Your task:
Copy the data verbatim and leave out every picture.

Referring expression pointing data

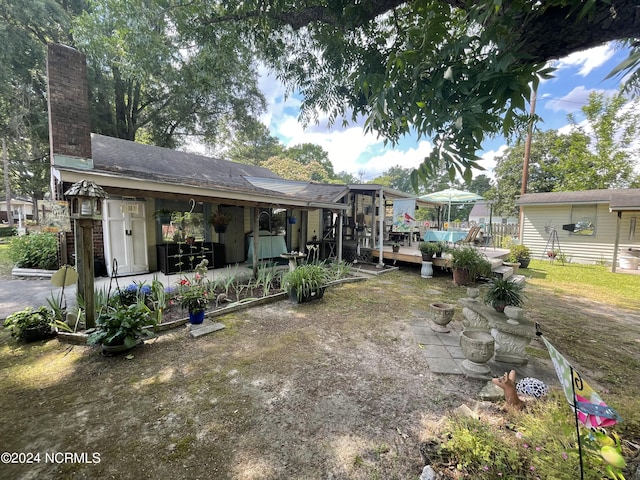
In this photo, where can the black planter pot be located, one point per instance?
(109, 350)
(164, 218)
(313, 295)
(36, 333)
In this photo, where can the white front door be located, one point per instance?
(125, 237)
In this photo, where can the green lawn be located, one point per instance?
(591, 281)
(5, 264)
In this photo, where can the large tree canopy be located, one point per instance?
(454, 70)
(152, 71)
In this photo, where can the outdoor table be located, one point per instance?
(293, 259)
(444, 236)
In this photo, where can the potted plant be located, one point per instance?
(219, 221)
(520, 254)
(163, 215)
(503, 292)
(468, 264)
(30, 325)
(429, 249)
(195, 299)
(307, 282)
(120, 328)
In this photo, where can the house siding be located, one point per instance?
(577, 248)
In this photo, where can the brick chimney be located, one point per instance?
(69, 120)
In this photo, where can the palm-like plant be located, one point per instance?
(503, 292)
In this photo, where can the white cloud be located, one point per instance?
(488, 161)
(575, 99)
(391, 157)
(586, 60)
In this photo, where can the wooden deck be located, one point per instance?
(413, 255)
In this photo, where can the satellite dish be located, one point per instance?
(64, 277)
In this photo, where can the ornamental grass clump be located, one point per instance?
(539, 443)
(194, 295)
(305, 280)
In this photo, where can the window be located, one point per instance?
(583, 217)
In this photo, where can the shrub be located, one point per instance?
(36, 250)
(518, 252)
(8, 231)
(29, 324)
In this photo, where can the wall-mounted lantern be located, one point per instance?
(85, 199)
(86, 206)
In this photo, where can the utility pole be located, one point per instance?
(525, 163)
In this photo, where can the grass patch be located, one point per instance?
(333, 388)
(6, 265)
(594, 282)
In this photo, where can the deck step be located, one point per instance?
(503, 271)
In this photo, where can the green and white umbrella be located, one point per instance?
(451, 195)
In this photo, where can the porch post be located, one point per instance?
(617, 242)
(256, 239)
(339, 235)
(381, 215)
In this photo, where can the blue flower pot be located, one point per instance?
(197, 317)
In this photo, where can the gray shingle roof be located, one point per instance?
(157, 164)
(148, 162)
(630, 197)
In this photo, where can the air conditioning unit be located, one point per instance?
(130, 208)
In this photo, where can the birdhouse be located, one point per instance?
(86, 198)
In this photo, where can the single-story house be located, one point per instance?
(268, 215)
(21, 209)
(590, 226)
(481, 214)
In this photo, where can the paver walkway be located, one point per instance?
(444, 354)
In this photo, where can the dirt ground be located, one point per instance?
(332, 389)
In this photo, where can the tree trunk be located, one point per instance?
(7, 184)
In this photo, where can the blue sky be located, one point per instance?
(351, 150)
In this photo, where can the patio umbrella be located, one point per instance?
(449, 196)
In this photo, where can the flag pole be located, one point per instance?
(575, 412)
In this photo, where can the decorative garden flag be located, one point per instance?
(590, 408)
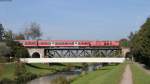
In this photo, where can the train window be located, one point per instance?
(105, 43)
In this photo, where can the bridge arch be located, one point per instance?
(35, 55)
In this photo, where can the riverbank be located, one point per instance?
(110, 74)
(140, 75)
(38, 70)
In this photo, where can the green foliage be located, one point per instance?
(20, 69)
(106, 75)
(33, 31)
(139, 76)
(18, 51)
(140, 44)
(60, 80)
(1, 32)
(1, 69)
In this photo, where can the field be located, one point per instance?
(139, 76)
(38, 69)
(111, 74)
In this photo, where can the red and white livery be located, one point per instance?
(68, 43)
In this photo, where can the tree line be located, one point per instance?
(11, 50)
(140, 43)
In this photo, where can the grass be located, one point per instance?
(107, 75)
(39, 69)
(139, 76)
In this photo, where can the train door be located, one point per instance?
(76, 43)
(52, 43)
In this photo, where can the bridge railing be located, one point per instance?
(72, 60)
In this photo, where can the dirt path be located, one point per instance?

Finished exercise:
In this photo, where can the black planter pot be located, one point per instance?
(109, 350)
(164, 218)
(313, 295)
(36, 333)
In this photo, where can the white front door be located, one point per instance?
(125, 237)
In this photo, where can the green lawn be located, one point per instance?
(591, 281)
(5, 264)
In this photo, where can the large tree canopy be located, one point per instance?
(454, 70)
(152, 71)
In this photo, where can the outdoor table be located, one point per instance?
(293, 259)
(444, 236)
In this photo, where can the potted plant be located, one point per instance?
(219, 221)
(520, 254)
(163, 215)
(503, 292)
(468, 264)
(30, 325)
(429, 249)
(195, 299)
(307, 282)
(120, 328)
In this photo, where can the house siding be located, one point per instance?
(577, 248)
In this photo, where can the brick chimney be located, one point per instance?
(69, 120)
In this photo, where can the palm-like plant be located, one point per instance?
(503, 292)
In this photo, where can the white cloud be located, one point per instance?
(488, 161)
(575, 99)
(391, 157)
(586, 60)
In this photo, where can the wooden deck be located, one point per instance?
(413, 255)
In this photo, where can the satellite dish be located, one point per instance?
(64, 277)
In this photo, where can the ornamental grass clump be located, one point per instance?
(539, 443)
(194, 295)
(305, 280)
In this photo, where can the window be located, one point per instance?
(583, 217)
In this photo, where can the shrub be located, one point per instance?
(36, 250)
(518, 252)
(8, 231)
(29, 324)
In this photo, where can the wall-mounted lantern be located, one point per instance?
(85, 199)
(86, 206)
In this photo, where can the utility pole be located, one point per instance?
(525, 163)
In this photo, where can the grass patch be located, one point per instance?
(333, 388)
(6, 265)
(594, 282)
In this photo, where can the deck step be located, one point per instance?
(503, 271)
In this photo, where can the green and white umbrella be located, one point per instance?
(451, 195)
In this photo, where can the porch post be located, one point per instance?
(617, 242)
(256, 239)
(339, 235)
(381, 215)
In this photo, where can the blue flower pot be located, one point per instance?
(197, 317)
In this photo, where can the gray shingle roof be located, one point per instance?
(157, 164)
(148, 162)
(630, 197)
In this photo, where can the air conditioning unit be located, one point per instance?
(130, 208)
In this photo, where can the birdhouse be located, one point per instance?
(86, 198)
In this photo, where can the single-story house be located, one point per instance?
(268, 215)
(21, 209)
(590, 226)
(481, 214)
In this photo, where can the paver walkway be located, one point per instance?
(444, 354)
In this photo, where can the dirt ground be located, one point per instance?
(332, 389)
In this photo, where can the tree trunk be located, one point per instance?
(7, 184)
In this photo, where can the blue sky be located, one point per instance?
(351, 150)
In this photo, where can the patio umbrella be located, one point per instance?
(449, 196)
In this photo, where can the flag pole be located, one point per instance?
(575, 412)
In this photo, where can the decorative garden flag be located, one point per instance?
(590, 408)
In this photo, where can the train window be located, one point per instance?
(105, 43)
In this photo, where can the bridge arch be located, one point per instance?
(35, 55)
In this photo, where can the riverbank be located, one point per instance?
(110, 74)
(140, 75)
(38, 70)
In this photo, where can the green foliage be located, one point per instance?
(20, 69)
(106, 75)
(33, 31)
(139, 76)
(18, 51)
(140, 44)
(60, 80)
(1, 32)
(1, 69)
In this photo, where can the field be located, one point per instance?
(139, 76)
(38, 69)
(111, 74)
In this photo, where can the red and white livery be located, one point per instance?
(68, 43)
In this photo, where can the tree line be located, one point per instance?
(11, 50)
(140, 43)
In this photo, where can the grass be located, one point per instance?
(107, 75)
(39, 69)
(139, 76)
In this photo, where can the train door be located, one point per instance?
(76, 43)
(52, 43)
In this photo, where can the bridge railing be located, one point per instance?
(72, 60)
In this photo, where can the dirt path be located, one point per instance?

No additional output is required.